- The kitchen equipment of the future is green! Major equipment producers, like Hobart and Unified Brands, are developing special initiatives to investigate and develop greener, cleaner, energy-smart machines (that also save you money in the long run).
- Shut down the computer and POS systems when you leave at night. When the computer system is on, the juice keeps flowing – shutting it down can save significant energy bill dollars over the course of a year.
- Check the seals on your walk-in – if they’re not kept clean and tight, warm air can seep in, making the fridge work harder to stay cool.
- Compact fluorescent bulbs use 75% less energy than incandescent bulbs – and CFLs last 10 times longer, giving them the environmental and economic advantage.
- Consider wind power. Ask your energy provider about options – ConEd, for example, offers a wind power option. Though it tends to run 10% higher than regular energy, it’s an incentive to bring the bill down by implementing other energy-saving techniques.
- Look into solar thermal panels to heat your water. Solar Services, one of the oldest and biggest companies, will walk you through the process – from paperwork to tax credits. With the money saved on a water heater, the system will have paid for itself in 2-3 years.

● DATA EXCERPT
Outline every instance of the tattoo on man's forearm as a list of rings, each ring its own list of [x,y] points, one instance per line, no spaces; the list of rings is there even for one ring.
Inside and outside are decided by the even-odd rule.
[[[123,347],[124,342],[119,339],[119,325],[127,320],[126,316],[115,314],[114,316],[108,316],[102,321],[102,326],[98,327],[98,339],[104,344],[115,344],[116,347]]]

● TASK 1
Translate into Spanish this sentence from the energy-saving tips: "Shut down the computer and POS systems when you leave at night."
● TASK 2
Transcribe the part of the energy-saving tips that starts at "- Shut down" and ends at "other energy-saving techniques.".

● YOUR RESPONSE 1
Apague la computadora y los sistemas POS cuando se vaya por la noche.

● YOUR RESPONSE 2
- Shut down the computer and POS systems when you leave at night. When the computer system is on, the juice keeps flowing – shutting it down can save significant energy bill dollars over the course of a year.
- Check the seals on your walk-in – if they’re not kept clean and tight, warm air can seep in, making the fridge work harder to stay cool.
- Compact fluorescent bulbs use 75% less energy than incandescent bulbs – and CFLs last 10 times longer, giving them the environmental and economic advantage.
- Consider wind power. Ask your energy provider about options – ConEd, for example, offers a wind power option. Though it tends to run 10% higher than regular energy, it’s an incentive to bring the bill down by implementing other energy-saving techniques.